Task.
Which lines in the listing below contain "Target"? Copy each of them.

Given entries.
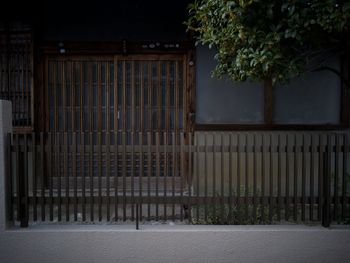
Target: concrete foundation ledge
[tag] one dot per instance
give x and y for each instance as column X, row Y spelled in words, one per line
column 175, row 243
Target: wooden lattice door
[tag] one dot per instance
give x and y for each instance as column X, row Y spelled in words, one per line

Problem solution.
Target: concrete foundation ledge
Target: wooden lattice door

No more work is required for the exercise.